From mboxrd@z Thu Jan  1 00:00:00 1970
Received: from mailman by lists.gnu.org with tmda-scanned (Exim 4.43)
	id 1MiFeF-0004fr-Pn
	for qemu-devel@nongnu.org; Mon, 31 Aug 2009 18:46:51 -0400
Received: from exim by lists.gnu.org with spam-scanned (Exim 4.43)
	id 1MiFeB-0004dg-8Q
	for qemu-devel@nongnu.org; Mon, 31 Aug 2009 18:46:51 -0400
Received: from [199.232.76.173] (port=38680 helo=monty-python.gnu.org)
	by lists.gnu.org with esmtp (Exim 4.43) id 1MiFeB-0004dd-1L
	for qemu-devel@nongnu.org; Mon, 31 Aug 2009 18:46:47 -0400
Received: from mail2.shareable.org ([80.68.89.115]:51233)
	by monty-python.gnu.org with esmtps (TLS-1.0:RSA_AES_256_CBC_SHA1:32)
	(Exim 4.60) (envelope-from <jamie@shareable.org>) id 1MiFeA-0000i0-EV
	for qemu-devel@nongnu.org; Mon, 31 Aug 2009 18:46:46 -0400
Date: Mon, 31 Aug 2009 23:46:45 +0100
From: Jamie Lokier <jamie@shareable.org>
Subject: Re: [Qemu-devel] [PATCH 1/4] block: add enable_write_cache flag
Message-ID: <20090831224645.GD24318@shareable.org>
References: <20090831201627.GA4811@lst.de> <20090831201651.GA4874@lst.de>
	<20090831220950.GB24318@shareable.org>
	<20090831221622.GA8834@lst.de>
MIME-Version: 1.0
Content-Type: text/plain; charset=us-ascii
Content-Disposition: inline
In-Reply-To: <20090831221622.GA8834@lst.de>
List-Id: qemu-devel.nongnu.org
List-Unsubscribe: <http://lists.nongnu.org/mailman/listinfo/qemu-devel>,
	<mailto:qemu-devel-request@nongnu.org?subject=unsubscribe>
List-Archive: <http://lists.gnu.org/pipermail/qemu-devel>
List-Post: <mailto:qemu-devel@nongnu.org>
List-Help: <mailto:qemu-devel-request@nongnu.org?subject=help>
List-Subscribe: <http://lists.nongnu.org/mailman/listinfo/qemu-devel>,
	<mailto:qemu-devel-request@nongnu.org?subject=subscribe>
To: Christoph Hellwig <hch@lst.de>
Cc: qemu-devel@nongnu.org

Christoph Hellwig wrote:
> On Mon, Aug 31, 2009 at 11:09:50PM +0100, Jamie Lokier wrote:
> > Right now, on a Linux host O_SYNC is unsafe with hardware that has a
> > volatile write cache.  That might not be changed, but if it is than
> > performance with cache=writethrough will plummet (due to issuing a
> > CACHE FLUSH to the hardware after every write), while performance with
> > cache=writeback will be reasonable.

= Tasks to carry out =
(A) Do these statements agree with the mailing list message? Answer yes or no for each, quoting the words that decide it. (i) The message was sent by Jamie Lokier. (ii) The message is addressed to Christoph Hellwig. (iii) The quoted passage says performance with cache=writeback will plummet.
(B) In the mailing list message, what would cause performance with cache=writethrough to plummet?
(C) Output everything in the mailing list message from "id 1MiFeB-0004dg-8Q" down to "with esmtps (TLS-1.0:RSA_AES_256_CBC_SHA1:32)".

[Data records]

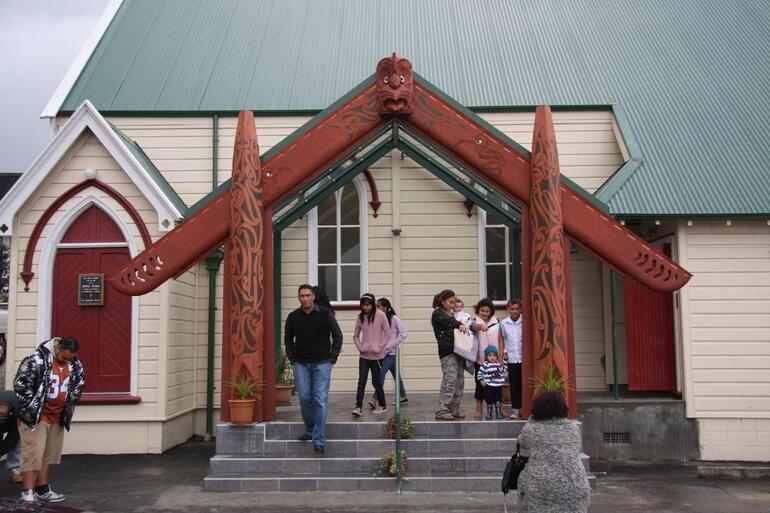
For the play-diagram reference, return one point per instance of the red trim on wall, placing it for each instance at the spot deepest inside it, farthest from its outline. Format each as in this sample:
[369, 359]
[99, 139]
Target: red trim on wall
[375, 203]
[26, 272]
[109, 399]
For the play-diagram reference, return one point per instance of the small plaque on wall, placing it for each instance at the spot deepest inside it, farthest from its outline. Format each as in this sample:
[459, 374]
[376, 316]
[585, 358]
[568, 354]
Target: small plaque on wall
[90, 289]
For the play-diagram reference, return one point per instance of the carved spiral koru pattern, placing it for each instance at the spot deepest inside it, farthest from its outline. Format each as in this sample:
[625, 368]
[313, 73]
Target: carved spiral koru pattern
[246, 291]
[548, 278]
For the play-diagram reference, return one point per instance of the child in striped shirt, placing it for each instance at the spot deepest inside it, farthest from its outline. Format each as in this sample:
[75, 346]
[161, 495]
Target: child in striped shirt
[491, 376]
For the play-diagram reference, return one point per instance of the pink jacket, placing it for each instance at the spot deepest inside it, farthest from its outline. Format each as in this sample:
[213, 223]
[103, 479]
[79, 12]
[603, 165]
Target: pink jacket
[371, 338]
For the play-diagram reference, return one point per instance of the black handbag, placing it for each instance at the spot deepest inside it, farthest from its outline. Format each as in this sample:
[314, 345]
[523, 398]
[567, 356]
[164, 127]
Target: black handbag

= The responses =
(A)
(i) Yes: "From: Jamie Lokier <jamie@shareable.org>"
(ii) Yes: "To: Christoph Hellwig <hch@lst.de>"
(iii) No: "cache=writeback will be reasonable"

(B) Issuing a CACHE FLUSH to the hardware after every write.

(C)
id 1MiFeB-0004dg-8Q
	for qemu-devel@nongnu.org; Mon, 31 Aug 2009 18:46:51 -0400
Received: from [199.232.76.173] (port=38680 helo=monty-python.gnu.org)
	by lists.gnu.org with esmtp (Exim 4.43) id 1MiFeB-0004dd-1L
	for qemu-devel@nongnu.org; Mon, 31 Aug 2009 18:46:47 -0400
Received: from mail2.shareable.org ([80.68.89.115]:51233)
	by monty-python.gnu.org with esmtps (TLS-1.0:RSA_AES_256_CBC_SHA1:32)